** Start of Text passage **

# Camo Wraps



## bugout (May 15, 2014)

curious if anyone has used these camo vinyl graphics before ( Camo4u Camoskinz - Premium Vinyl Wraps for Trucks, Boats, ATVs, Guns, and more. The only camouflage graphic system with a lifetime warranty against fading. Camo clad your hunting vehicles. Over 30 camo designs to choose from including Realtree, Mossy ) - I like the idea of camo'ing up my bug-out vehicle in desert camo...


----------



## bad (Feb 22, 2014)

We painted our last van woodland camo. Took a bottle of deglosser and about 8 spraycans of krylon camo paint.


----------



## bugout (May 15, 2014)

I've also been looking at these at-home camo dipping kits - Camo Dip Kit - Do It Yourself Water Transfer Camo Dip Kit


----------



## Kauboy (May 12, 2014)

I've always liked these, but never used them. The hydro-static "dip kits" look simple enough, but I'm sure I'd screw it up.

** End of Text passage **

• Problem a
Find every line in the rows below that contains the word "wheel", and copy those lines out.

** Start of Provided material **

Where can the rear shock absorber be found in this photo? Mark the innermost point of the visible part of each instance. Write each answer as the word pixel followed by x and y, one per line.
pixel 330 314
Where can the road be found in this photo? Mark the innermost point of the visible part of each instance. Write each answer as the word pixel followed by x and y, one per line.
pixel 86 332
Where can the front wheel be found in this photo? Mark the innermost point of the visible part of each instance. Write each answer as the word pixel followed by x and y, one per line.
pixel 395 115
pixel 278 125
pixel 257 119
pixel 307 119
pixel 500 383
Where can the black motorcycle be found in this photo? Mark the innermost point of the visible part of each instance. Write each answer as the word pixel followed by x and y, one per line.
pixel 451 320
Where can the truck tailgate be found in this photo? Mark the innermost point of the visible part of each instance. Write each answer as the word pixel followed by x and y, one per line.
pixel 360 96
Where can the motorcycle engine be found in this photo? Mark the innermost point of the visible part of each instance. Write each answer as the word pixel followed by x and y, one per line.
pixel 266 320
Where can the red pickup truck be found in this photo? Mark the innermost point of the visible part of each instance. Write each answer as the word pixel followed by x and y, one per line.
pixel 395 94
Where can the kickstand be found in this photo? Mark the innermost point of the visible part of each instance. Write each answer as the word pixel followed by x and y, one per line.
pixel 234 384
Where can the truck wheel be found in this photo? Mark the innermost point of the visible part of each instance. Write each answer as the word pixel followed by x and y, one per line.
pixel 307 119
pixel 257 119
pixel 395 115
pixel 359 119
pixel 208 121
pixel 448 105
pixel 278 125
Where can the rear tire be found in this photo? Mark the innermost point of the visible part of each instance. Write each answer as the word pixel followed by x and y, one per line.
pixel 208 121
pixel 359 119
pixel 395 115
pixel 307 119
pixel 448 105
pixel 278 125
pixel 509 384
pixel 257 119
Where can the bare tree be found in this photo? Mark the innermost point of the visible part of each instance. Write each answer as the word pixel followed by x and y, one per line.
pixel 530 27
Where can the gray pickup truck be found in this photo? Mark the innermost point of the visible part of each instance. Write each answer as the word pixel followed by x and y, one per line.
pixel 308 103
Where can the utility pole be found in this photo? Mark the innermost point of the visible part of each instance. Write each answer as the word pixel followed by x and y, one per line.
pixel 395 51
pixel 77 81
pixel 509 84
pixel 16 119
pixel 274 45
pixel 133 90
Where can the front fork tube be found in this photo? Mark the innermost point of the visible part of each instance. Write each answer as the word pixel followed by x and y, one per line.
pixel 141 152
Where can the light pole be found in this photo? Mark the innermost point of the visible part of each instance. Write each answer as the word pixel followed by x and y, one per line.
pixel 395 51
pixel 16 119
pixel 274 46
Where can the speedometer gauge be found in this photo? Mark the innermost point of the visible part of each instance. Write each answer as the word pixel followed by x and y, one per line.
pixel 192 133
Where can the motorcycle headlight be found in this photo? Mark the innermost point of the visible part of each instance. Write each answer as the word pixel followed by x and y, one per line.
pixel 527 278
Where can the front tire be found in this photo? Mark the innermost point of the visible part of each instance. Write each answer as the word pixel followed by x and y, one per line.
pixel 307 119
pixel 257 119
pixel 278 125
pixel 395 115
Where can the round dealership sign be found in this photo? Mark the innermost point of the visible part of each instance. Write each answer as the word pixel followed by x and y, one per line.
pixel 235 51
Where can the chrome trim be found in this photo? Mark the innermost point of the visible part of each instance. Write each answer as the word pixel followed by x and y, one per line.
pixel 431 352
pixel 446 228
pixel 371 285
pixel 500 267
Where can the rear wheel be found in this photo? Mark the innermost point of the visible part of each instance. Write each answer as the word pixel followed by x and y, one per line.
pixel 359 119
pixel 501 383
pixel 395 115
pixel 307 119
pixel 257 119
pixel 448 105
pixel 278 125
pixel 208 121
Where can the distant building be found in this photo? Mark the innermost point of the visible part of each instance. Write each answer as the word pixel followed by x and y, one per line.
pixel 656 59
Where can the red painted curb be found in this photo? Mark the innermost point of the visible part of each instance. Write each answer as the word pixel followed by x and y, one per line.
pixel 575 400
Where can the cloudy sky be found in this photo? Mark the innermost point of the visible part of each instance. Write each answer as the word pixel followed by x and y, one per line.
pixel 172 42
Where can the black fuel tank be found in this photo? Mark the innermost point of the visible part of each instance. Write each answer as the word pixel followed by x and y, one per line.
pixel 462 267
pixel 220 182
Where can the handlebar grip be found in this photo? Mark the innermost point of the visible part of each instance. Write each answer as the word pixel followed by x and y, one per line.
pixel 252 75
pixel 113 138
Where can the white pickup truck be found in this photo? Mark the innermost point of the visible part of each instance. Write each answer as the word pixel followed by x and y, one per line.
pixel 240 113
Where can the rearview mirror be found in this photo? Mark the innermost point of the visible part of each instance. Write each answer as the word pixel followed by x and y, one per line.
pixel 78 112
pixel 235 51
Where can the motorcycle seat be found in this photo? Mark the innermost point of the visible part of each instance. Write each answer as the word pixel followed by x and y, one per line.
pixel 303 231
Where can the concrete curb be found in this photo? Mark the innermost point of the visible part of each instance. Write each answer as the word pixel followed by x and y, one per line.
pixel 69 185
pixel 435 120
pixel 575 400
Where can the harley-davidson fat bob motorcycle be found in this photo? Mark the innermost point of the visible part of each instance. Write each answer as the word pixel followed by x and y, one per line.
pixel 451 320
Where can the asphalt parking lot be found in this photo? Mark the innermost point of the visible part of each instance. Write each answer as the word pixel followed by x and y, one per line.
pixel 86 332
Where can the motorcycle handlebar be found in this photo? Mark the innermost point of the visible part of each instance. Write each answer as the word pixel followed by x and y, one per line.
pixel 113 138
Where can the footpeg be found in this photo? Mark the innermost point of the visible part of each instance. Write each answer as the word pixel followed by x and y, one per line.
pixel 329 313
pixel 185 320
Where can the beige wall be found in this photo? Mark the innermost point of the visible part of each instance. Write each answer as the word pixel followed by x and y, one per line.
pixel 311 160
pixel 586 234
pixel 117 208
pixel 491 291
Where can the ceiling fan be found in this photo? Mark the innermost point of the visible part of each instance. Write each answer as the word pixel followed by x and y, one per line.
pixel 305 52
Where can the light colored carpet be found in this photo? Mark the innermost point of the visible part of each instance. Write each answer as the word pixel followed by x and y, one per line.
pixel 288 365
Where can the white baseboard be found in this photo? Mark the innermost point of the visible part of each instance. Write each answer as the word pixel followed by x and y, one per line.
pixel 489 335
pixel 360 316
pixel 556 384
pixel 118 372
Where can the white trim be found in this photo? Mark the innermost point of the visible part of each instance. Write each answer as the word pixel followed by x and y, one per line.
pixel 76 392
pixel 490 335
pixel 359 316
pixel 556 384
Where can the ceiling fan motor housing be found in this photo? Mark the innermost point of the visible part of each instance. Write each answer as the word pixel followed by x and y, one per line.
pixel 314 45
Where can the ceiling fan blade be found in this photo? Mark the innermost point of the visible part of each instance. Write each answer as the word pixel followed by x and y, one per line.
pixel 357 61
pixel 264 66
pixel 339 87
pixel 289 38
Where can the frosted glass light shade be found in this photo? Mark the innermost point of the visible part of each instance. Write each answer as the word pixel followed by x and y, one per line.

** End of Provided material **
** Start of Provided material **

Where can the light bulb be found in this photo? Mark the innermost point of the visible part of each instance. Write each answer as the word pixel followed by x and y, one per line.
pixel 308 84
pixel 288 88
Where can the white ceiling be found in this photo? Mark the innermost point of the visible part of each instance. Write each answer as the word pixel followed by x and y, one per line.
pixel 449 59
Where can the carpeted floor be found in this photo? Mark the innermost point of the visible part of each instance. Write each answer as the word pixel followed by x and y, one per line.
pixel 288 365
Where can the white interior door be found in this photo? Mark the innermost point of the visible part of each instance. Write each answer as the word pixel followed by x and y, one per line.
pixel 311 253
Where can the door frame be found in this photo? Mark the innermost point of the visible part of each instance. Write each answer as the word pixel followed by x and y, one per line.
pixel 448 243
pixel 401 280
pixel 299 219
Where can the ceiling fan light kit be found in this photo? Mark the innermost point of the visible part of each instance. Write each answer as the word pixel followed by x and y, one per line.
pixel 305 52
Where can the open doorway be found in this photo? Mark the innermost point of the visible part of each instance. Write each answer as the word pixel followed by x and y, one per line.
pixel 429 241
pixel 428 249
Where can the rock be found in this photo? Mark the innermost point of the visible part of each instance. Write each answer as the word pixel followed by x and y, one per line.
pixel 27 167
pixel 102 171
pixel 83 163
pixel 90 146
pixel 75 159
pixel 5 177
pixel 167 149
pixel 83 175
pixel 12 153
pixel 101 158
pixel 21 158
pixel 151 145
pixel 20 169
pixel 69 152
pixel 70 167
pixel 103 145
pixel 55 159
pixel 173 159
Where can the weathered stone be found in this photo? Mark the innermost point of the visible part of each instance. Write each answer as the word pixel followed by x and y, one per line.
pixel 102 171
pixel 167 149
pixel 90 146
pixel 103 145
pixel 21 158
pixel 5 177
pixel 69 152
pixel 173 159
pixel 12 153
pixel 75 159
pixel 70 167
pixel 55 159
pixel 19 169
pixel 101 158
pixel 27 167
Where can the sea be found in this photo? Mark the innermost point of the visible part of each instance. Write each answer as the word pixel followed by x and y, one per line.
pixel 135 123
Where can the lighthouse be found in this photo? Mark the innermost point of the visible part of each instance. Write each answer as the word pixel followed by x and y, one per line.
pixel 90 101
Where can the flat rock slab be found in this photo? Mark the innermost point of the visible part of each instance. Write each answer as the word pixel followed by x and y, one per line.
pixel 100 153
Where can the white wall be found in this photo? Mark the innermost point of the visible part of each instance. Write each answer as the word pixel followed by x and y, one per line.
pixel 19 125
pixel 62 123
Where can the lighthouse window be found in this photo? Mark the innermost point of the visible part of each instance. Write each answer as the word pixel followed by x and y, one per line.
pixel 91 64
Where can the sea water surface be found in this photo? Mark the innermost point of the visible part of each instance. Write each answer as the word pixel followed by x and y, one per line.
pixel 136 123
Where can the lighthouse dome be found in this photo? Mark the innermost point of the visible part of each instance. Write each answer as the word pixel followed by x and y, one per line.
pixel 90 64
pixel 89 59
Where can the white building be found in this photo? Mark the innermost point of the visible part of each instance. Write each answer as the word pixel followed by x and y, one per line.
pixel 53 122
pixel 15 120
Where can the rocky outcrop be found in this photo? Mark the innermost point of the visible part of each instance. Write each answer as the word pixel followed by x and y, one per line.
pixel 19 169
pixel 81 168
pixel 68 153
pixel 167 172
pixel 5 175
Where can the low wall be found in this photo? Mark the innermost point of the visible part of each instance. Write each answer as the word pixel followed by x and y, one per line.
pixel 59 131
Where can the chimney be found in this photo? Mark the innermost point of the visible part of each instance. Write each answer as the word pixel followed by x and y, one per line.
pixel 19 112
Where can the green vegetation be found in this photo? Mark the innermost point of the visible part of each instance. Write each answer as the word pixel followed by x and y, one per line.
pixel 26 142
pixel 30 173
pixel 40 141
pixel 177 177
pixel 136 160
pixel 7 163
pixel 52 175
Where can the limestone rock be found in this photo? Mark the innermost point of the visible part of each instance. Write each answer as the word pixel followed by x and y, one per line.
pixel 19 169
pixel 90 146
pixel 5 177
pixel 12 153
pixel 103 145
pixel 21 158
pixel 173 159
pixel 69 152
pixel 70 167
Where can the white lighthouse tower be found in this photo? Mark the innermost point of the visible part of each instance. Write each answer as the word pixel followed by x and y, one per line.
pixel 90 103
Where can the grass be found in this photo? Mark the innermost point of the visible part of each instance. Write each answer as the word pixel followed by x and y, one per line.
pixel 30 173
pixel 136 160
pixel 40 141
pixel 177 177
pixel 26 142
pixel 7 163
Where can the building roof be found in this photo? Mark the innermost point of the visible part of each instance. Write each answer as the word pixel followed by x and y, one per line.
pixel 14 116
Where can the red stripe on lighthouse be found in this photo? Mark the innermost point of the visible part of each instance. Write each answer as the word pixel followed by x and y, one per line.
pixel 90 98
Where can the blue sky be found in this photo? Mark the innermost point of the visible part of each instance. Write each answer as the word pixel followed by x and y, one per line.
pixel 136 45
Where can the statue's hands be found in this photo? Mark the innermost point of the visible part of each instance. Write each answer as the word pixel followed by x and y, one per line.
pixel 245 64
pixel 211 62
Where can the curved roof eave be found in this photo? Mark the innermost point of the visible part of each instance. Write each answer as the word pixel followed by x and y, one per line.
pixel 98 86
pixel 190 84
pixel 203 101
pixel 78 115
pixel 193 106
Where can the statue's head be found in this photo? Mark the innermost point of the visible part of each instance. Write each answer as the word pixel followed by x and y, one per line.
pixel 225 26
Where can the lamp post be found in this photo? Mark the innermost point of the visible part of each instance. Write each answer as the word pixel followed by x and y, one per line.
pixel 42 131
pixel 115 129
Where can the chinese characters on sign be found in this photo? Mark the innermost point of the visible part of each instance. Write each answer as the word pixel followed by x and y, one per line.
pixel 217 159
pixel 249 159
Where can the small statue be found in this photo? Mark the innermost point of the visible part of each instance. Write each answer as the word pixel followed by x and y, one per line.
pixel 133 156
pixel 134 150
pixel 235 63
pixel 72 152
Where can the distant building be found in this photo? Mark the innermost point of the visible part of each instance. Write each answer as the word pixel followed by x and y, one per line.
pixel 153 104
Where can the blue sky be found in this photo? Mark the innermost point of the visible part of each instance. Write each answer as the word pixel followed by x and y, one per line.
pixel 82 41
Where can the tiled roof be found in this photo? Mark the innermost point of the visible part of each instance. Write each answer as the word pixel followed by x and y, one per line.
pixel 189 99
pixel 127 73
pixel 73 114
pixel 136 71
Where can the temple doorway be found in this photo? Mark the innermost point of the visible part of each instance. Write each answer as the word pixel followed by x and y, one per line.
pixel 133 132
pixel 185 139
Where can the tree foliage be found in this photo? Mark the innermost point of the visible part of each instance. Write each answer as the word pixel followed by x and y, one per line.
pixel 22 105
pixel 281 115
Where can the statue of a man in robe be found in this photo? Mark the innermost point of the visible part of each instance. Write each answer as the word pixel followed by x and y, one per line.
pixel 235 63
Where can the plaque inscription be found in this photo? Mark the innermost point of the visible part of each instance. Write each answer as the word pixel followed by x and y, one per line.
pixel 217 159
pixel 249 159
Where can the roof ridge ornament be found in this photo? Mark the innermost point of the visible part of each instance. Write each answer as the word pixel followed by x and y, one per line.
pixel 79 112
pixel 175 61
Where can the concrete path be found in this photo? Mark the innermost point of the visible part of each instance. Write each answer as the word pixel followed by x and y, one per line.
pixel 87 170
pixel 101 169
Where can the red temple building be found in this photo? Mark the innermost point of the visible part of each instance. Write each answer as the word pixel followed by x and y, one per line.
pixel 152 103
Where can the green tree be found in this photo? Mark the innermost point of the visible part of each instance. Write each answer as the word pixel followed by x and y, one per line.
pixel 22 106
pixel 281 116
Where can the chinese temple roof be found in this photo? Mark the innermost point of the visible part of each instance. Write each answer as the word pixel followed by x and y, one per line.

** End of Provided material **

• Problem b
Quote the camo wraps thread above between "curious if anyone" and "(Feb 22, 2014)", inclusive.

• Task output a
Where can the front wheel be found in this photo? Mark the innermost point of the visible part of each instance. Write each answer as the word pixel followed by x and y, one per line.
Where can the truck wheel be found in this photo? Mark the innermost point of the visible part of each instance. Write each answer as the word pixel followed by x and y, one per line.
Where can the rear wheel be found in this photo? Mark the innermost point of the visible part of each instance. Write each answer as the word pixel followed by x and y, one per line.

• Task output b
curious if anyone has used these camo vinyl graphics before ( Camo4u Camoskinz - Premium Vinyl Wraps for Trucks, Boats, ATVs, Guns, and more. The only camouflage graphic system with a lifetime warranty against fading. Camo clad your hunting vehicles. Over 30 camo designs to choose from including Realtree, Mossy ) - I like the idea of camo'ing up my bug-out vehicle in desert camo...


----------



## bad (Feb 22, 2014)